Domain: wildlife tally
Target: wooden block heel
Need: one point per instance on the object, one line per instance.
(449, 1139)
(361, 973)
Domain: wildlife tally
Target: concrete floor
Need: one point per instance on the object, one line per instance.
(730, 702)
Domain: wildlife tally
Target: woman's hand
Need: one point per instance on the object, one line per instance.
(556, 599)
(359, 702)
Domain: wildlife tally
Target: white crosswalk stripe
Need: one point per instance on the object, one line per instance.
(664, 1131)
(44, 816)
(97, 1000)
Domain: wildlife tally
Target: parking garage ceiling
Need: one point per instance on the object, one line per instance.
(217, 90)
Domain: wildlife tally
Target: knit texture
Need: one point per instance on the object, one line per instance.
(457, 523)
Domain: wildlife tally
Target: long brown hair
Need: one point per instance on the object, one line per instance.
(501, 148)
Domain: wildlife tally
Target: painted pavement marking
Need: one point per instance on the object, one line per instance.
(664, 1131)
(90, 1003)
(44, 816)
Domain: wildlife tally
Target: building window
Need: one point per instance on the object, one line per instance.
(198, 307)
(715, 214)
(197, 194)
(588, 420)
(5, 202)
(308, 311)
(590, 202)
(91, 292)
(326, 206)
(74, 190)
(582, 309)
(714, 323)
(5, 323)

→ **SET EXERCISE**
Shift every point in the material above by adding -26 to both its x and y coordinates, and reproduce all of the material with every other line unchanged.

→ **REPLY TO THE EXERCISE**
Domain: wildlife tally
Target: wooden block heel
Need: one point per instance on the object, one line per instance.
(423, 1113)
(335, 947)
Domain: wildlife tally
Target: concrete floor
Need: one point per instance on the object, one line per instance.
(704, 676)
Domain: wildlife tally
Target: woman's hand
Need: one point per instance on the object, one line per instance.
(530, 573)
(333, 676)
Domain: wildlife tally
Target: white crosswalk stripe
Need: one point per instance on the object, one line per instance.
(638, 1105)
(18, 790)
(71, 974)
Domain: wildlife tally
Target: parking garage ceiling
Need: one point per instance on the object, one line per instance.
(191, 64)
Domain: wildlife tally
Target: knit texture
Need: one point per instance on the object, one line per instance.
(431, 497)
Domain: wildlife tally
Target: long brown hair
Need: one point per instance on the object, one line per instance.
(475, 122)
Domain: wildlife tally
Target: painted pavement marking
Need: one point per instance on the object, one line per instance.
(638, 1105)
(64, 977)
(18, 790)
Domain: wildlife tally
Target: building window
Need: one point per instance on the object, one line per instance.
(172, 281)
(689, 188)
(171, 168)
(562, 394)
(-21, 176)
(282, 285)
(564, 176)
(65, 266)
(300, 180)
(48, 164)
(556, 283)
(688, 297)
(-21, 297)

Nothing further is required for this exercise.